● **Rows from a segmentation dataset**
======

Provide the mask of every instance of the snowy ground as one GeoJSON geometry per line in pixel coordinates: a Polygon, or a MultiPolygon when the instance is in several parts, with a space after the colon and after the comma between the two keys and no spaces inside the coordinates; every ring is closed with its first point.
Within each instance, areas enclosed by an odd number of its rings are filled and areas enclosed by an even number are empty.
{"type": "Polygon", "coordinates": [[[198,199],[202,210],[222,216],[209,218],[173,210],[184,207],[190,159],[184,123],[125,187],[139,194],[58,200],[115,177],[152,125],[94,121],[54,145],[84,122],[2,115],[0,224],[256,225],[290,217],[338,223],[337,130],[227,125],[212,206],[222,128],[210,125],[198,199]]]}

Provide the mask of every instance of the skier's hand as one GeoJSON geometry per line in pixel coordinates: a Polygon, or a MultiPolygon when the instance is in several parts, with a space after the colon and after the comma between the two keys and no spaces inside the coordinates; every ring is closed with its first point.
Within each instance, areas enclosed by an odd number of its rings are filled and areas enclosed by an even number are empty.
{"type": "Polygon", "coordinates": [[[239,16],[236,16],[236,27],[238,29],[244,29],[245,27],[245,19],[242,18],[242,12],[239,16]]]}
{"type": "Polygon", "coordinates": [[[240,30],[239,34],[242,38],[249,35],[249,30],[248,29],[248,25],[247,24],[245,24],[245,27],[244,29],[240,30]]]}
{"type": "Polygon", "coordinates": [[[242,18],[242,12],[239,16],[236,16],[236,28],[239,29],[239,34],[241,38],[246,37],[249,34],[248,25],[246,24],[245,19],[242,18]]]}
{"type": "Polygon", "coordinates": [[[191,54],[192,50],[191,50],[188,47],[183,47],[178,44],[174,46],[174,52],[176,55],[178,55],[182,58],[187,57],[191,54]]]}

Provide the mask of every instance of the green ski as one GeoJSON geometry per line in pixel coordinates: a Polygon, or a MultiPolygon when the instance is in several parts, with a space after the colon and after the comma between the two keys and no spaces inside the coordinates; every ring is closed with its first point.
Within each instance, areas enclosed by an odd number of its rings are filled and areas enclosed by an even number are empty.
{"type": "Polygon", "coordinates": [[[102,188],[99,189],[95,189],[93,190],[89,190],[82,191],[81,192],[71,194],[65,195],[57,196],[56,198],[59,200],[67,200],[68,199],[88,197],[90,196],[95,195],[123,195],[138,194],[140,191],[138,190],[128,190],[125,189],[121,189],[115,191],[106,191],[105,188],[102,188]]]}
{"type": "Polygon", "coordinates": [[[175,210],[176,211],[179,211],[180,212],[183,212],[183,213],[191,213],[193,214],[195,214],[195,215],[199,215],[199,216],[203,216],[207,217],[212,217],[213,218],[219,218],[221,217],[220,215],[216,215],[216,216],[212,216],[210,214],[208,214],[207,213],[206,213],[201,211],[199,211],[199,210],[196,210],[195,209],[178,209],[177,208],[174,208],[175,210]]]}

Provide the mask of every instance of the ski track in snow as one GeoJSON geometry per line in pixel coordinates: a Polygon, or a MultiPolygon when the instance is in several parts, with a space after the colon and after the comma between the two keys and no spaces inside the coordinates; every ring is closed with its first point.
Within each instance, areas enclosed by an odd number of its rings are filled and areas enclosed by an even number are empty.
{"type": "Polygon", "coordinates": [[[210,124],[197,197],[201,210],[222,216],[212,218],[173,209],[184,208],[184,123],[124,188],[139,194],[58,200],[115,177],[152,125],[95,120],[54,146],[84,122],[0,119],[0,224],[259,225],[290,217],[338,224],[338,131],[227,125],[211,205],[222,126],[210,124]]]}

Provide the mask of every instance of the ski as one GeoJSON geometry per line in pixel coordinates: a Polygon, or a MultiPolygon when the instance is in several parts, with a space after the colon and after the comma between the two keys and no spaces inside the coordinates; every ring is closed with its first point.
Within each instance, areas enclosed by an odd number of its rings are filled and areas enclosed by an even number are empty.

======

● **Work instructions**
List each line of the data above that contains the string "green". Letter case counts.

● **Solution**
Provide the mask of every instance of the green ski as one GeoJSON geometry per line in pixel coordinates: a Polygon, or a MultiPolygon when the instance is in several parts, with a space after the colon and after the comma between the two keys and no spaces inside the coordinates; every ring is closed with its first point.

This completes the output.